По каким признакам на лице Достоевского Штакеншнейдер, судя по фрагменту текста ниже, заранее понимала, что последует что-то злое?

== Фрагмент текста

Шрифт:
Закладка:
В этом смысле Достоевский непредсказуем.
«Меня всегда поражало в нём, – говорит Штакеншнейдер, – что он вовсе не знает своей цены, поражала его скромность. Отсюда и происходила его чрезвычайная обидчивость, лучше сказать, какое-то вечное ожидание, что его сейчас могут обидеть. И он часто и видел обиду там, где другой человек, действительно ставящий себя высоко, и предполагать бы её не мог. Дерзости природной или благоприобретенной вследствие громких успехов и популярности в нём тоже не было, а, как говорю, минутами точно желчный шарик какой-то подкатывал ему к груди и лопался, и он должен был выпустить эту желчь, хотя и боролся с нею всегда. Эта борьба выражалась на его лице, – я хорошо изучила его физиономию, часто с ним видаясь. И, замечая особенную игру губ и какое-то виноватое выражение глаз, всегда знала, не что именно, но что-то злое воспоследствует».

====
== Исходные данные

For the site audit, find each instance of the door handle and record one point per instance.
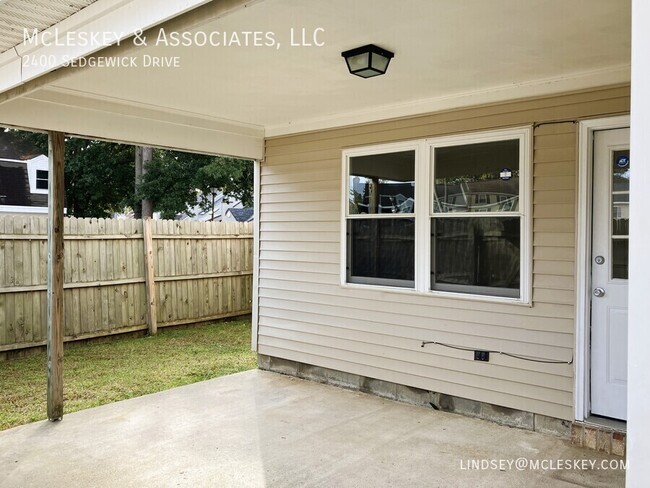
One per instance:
(599, 292)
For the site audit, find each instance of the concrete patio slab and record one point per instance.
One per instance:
(261, 429)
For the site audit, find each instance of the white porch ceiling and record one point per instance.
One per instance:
(16, 15)
(447, 54)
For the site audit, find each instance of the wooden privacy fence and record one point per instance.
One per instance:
(200, 271)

====

■ **Результат**: По особенной игре губ и какому-то виноватому выражению глаз.